═══ PROVIDED DATA

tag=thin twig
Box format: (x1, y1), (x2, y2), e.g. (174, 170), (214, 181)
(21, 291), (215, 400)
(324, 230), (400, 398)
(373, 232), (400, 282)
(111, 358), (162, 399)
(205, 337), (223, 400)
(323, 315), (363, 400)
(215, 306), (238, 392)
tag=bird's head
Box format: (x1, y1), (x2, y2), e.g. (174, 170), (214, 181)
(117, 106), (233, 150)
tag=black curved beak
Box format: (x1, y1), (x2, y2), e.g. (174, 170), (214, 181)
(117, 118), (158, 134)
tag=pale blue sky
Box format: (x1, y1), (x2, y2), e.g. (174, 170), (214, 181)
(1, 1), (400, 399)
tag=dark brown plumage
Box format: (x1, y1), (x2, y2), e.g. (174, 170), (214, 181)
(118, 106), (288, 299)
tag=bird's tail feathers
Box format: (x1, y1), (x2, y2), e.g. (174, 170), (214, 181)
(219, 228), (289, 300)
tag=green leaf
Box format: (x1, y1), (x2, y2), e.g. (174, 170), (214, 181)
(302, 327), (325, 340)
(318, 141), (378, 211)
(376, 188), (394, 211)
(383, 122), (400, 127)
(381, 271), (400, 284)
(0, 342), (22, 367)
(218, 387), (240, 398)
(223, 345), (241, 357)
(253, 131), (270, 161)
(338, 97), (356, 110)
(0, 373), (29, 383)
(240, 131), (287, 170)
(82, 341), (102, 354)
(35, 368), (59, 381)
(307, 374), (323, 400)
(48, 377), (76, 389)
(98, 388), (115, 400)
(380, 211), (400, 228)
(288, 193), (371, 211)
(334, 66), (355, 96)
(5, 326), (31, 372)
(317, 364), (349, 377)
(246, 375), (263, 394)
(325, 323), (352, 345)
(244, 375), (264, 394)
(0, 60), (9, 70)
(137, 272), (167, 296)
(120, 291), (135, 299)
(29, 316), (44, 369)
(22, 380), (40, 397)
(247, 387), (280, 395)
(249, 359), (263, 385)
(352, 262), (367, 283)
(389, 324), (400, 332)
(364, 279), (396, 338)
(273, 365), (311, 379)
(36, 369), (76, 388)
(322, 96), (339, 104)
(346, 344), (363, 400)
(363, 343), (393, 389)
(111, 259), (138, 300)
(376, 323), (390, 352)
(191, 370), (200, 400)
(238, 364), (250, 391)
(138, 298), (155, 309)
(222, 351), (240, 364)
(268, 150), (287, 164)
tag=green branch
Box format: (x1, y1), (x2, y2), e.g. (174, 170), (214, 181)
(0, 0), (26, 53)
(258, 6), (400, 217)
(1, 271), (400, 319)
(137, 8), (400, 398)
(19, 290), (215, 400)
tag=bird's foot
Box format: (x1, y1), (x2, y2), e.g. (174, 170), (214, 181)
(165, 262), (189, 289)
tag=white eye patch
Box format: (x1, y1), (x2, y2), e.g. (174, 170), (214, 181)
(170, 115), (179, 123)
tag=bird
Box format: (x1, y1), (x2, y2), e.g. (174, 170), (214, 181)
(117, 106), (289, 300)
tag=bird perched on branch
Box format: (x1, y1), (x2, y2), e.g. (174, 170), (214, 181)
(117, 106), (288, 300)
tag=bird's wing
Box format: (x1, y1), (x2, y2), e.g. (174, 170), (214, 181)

══════

Your answer consists solely of the lines from the top of the records above through the line that contains "tag=pale blue sky", each echoed exactly.

tag=thin twig
Box format: (x1, y1), (x2, y2), e.g. (174, 170), (214, 181)
(21, 291), (215, 400)
(324, 230), (400, 398)
(373, 232), (400, 282)
(111, 358), (162, 399)
(205, 337), (223, 400)
(323, 315), (363, 400)
(215, 306), (238, 392)
tag=bird's head
Box format: (x1, y1), (x2, y2), e.g. (174, 170), (214, 181)
(117, 106), (233, 150)
tag=black curved beak
Box format: (x1, y1), (x2, y2), e.g. (174, 170), (214, 181)
(117, 118), (158, 134)
tag=pale blue sky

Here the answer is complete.